>> Start SOURCE PASSAGE
The other thing to consider would be the brewery's, i assume you would be a free house as no brewery would offer a tenancy for a pub via this route, and margins in a free/lease house are negligible and often come with strings attached and often require a significant investment and to be perfectly honest they may not be willing to supply to a pub for wargamers, not to mention its alot of graft for very little reward.

My advice would be if you want to run a pub, do it, but find one with a function room, and start a gaming club in the fucntion room, run the pub for the public and enjoy gaming nights in the function room for the gamers,but remember one is dying trade and the other is a niche business, if you try and puch them together you will likely end up with a dying niche .


----------



## venomlust (Feb 9, 2010)

From my perspective @bitsandkits has the right of it. I can't see a pub dedicated to tabletop gaming being your bread and butter, but a pub that has extra options could work. Of course I'm not from the UK, but it would be the same over here.


----------



## SwedeMarine (Jun 3, 2013)
>> End SOURCE PASSAGE
> _PROBLEMS AND TASKS_
(1) In the pub thread, what is the part that opens with the words containing "The other thing" and closes with "very little reward."? Repeat it word for word.
(2) In the pub thread, what kind of room does the advice say to find for starting a gaming club?
(3) Does the pub thread agree with each statement? (a) The writer assumes the pub would be a free house. (b) venomlust disagrees with @bitsandkits. (c) Margins in a free/lease house are described as large.
The lines after this thread come from a separate source.
>> Start RECORDED DATA
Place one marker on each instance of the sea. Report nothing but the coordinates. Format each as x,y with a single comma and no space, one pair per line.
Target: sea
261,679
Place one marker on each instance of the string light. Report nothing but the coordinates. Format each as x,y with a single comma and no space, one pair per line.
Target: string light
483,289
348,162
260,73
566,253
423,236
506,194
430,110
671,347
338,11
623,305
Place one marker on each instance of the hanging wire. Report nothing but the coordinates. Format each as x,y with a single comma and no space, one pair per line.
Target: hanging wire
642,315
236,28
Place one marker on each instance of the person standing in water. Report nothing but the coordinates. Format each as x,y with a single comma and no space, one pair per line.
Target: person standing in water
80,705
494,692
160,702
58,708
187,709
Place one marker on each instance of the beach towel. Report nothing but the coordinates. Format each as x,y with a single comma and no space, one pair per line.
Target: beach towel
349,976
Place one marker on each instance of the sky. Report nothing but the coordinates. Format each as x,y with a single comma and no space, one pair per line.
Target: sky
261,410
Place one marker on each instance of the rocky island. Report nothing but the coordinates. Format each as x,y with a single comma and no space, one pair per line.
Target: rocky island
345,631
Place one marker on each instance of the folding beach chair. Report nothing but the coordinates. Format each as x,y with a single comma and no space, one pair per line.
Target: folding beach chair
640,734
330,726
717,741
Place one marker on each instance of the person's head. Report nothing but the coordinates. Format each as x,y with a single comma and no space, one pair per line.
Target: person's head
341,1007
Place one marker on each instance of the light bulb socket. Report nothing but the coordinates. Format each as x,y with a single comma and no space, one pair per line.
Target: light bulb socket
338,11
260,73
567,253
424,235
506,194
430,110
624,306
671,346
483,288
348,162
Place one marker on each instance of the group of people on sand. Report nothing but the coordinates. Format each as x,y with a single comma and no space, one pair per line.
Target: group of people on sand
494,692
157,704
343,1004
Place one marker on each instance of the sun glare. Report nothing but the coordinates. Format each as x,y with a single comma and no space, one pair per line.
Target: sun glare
>> End RECORDED DATA
> _ANSWERS TO THE PROBLEMS_
(1)
The other thing to consider would be the brewery's, i assume you would be a free house as no brewery would offer a tenancy for a pub via this route, and margins in a free/lease house are negligible and often come with strings attached and often require a significant investment and to be perfectly honest they may not be willing to supply to a pub for wargamers, not to mention its alot of graft for very little reward.

(2) A function room.

(3)
(a) Yes: "i assume you would be a free house"
(b) No: "From my perspective @bitsandkits has the right of it."
(c) No: "margins in a free/lease house are negligible"